= What you should do =
Across all entries below, how many lines include "roof"? Only the number, please.

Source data
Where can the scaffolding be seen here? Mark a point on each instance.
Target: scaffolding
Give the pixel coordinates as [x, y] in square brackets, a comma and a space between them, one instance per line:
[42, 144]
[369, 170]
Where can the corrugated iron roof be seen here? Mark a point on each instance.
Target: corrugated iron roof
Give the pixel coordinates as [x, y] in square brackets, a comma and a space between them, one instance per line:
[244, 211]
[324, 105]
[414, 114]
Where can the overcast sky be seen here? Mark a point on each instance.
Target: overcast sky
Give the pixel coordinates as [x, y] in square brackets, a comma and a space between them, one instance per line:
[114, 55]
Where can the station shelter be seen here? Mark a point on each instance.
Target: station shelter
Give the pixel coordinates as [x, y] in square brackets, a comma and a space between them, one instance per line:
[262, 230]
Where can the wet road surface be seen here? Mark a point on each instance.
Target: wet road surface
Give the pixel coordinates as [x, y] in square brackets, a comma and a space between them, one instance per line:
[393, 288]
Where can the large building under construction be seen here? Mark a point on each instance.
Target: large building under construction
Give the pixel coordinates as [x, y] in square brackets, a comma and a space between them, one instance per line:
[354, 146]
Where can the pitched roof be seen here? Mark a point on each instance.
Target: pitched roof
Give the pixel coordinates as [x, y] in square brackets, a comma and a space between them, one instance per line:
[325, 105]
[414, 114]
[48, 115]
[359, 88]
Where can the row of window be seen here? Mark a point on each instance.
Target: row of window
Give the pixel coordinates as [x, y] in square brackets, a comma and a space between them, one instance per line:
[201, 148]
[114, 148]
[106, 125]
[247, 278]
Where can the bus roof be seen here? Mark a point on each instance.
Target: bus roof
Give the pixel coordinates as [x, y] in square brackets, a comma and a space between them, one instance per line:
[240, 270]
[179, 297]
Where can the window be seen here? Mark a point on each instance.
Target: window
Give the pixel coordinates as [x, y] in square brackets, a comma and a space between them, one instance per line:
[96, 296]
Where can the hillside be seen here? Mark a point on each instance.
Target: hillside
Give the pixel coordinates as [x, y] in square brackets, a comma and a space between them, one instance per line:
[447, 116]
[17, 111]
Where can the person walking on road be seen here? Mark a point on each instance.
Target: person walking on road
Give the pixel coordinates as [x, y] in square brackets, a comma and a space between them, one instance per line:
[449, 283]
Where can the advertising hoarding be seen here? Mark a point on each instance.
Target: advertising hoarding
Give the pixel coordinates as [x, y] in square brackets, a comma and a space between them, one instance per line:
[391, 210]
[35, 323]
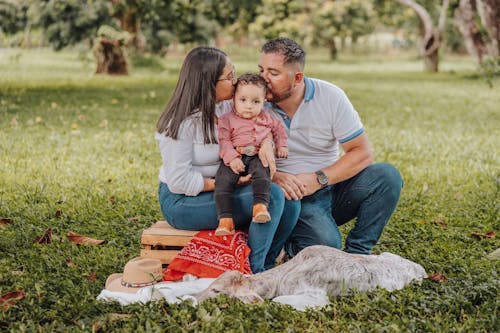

= Worked solution =
6